THE TASK
Reproduce the lines verbatim, from the start of the lines through the line containing "M214 134L256 190L256".

--- begin STORED ROWS ---

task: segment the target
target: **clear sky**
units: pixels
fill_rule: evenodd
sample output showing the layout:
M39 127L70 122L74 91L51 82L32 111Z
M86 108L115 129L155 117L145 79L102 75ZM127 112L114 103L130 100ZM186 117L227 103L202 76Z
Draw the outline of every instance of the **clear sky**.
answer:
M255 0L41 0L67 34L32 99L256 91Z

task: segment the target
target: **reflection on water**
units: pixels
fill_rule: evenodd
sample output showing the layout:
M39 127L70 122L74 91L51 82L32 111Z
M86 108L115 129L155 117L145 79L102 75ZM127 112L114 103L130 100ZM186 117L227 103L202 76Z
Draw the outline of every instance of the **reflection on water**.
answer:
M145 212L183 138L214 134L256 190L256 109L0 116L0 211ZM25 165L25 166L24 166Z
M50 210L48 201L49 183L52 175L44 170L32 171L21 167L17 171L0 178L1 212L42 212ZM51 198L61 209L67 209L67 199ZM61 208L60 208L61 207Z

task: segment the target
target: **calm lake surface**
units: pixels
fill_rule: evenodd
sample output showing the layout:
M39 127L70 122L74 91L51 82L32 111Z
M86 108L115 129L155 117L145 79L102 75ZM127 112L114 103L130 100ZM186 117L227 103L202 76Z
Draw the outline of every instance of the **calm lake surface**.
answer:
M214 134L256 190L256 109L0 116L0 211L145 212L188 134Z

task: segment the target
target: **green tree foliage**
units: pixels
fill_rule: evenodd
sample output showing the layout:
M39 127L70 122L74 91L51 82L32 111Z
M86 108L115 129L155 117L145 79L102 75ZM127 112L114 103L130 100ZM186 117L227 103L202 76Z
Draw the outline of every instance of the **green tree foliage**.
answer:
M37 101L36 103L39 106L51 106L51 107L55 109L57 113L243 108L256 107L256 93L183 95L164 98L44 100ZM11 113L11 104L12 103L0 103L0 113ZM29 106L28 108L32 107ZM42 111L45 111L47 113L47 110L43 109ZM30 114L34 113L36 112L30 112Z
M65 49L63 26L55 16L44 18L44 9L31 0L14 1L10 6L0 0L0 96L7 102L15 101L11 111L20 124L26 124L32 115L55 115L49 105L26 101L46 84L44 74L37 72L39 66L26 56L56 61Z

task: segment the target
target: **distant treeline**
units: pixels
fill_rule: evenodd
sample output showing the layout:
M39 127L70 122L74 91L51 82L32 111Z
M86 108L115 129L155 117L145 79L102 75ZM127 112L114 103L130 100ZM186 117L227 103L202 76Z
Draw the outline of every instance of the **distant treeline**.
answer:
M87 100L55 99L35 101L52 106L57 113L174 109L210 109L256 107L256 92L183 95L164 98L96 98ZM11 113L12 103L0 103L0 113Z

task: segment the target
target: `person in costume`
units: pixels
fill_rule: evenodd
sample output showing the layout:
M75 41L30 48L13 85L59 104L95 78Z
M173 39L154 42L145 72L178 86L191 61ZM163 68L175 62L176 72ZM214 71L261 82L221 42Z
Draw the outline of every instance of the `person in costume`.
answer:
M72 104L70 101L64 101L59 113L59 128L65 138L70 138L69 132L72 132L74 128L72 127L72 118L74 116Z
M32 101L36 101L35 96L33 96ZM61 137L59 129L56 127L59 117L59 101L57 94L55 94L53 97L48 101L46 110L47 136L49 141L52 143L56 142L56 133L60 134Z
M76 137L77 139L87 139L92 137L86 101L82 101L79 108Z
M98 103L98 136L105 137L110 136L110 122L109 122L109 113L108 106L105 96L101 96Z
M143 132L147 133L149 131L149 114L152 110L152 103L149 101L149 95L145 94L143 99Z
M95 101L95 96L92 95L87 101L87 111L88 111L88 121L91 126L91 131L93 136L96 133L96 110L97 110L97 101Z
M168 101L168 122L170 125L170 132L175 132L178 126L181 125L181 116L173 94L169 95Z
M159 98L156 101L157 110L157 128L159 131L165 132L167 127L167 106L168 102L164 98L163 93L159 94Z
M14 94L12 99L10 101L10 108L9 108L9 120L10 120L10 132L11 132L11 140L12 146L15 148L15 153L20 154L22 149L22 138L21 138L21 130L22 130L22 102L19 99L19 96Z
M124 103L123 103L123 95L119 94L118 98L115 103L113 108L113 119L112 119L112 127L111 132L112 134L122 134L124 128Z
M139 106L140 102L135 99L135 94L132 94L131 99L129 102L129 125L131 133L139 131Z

--- end STORED ROWS ---

THE COMPLETED TASK
task: segment the target
target: **clear sky**
units: pixels
fill_rule: evenodd
sample output showing the layout:
M39 127L70 122L74 91L51 82L32 111Z
M86 108L115 129L155 117L145 79L102 75ZM127 112L114 103L130 100ZM186 117L227 103L202 76Z
Draw the outline of every instance of the **clear sky**.
answer:
M255 0L41 0L67 34L32 99L256 91Z

task: segment the target
target: **reflection on water**
units: pixels
fill_rule: evenodd
sample output showing the layout:
M39 127L70 122L74 91L51 82L32 111Z
M86 108L115 129L155 117L145 79L102 75ZM127 112L114 103L130 100ZM186 117L227 103L202 76Z
Draw the outline of every instance of the **reflection on water**.
answer:
M145 212L183 138L214 134L256 190L256 109L0 116L0 211ZM25 165L25 166L24 166Z
M50 210L48 201L49 183L52 175L44 170L32 171L21 167L17 171L0 178L1 212L42 212ZM51 198L61 209L67 209L67 199ZM61 208L60 208L61 207Z

task: segment the target
target: **calm lake surface**
units: pixels
fill_rule: evenodd
sample output showing the layout:
M39 127L70 122L74 91L51 82L32 111Z
M86 108L115 129L155 117L145 79L102 75ZM127 112L114 103L130 100ZM186 117L227 103L202 76Z
Draw the outline of every instance of the **calm lake surface**.
answer:
M214 134L256 190L256 109L0 116L0 211L145 212L188 134Z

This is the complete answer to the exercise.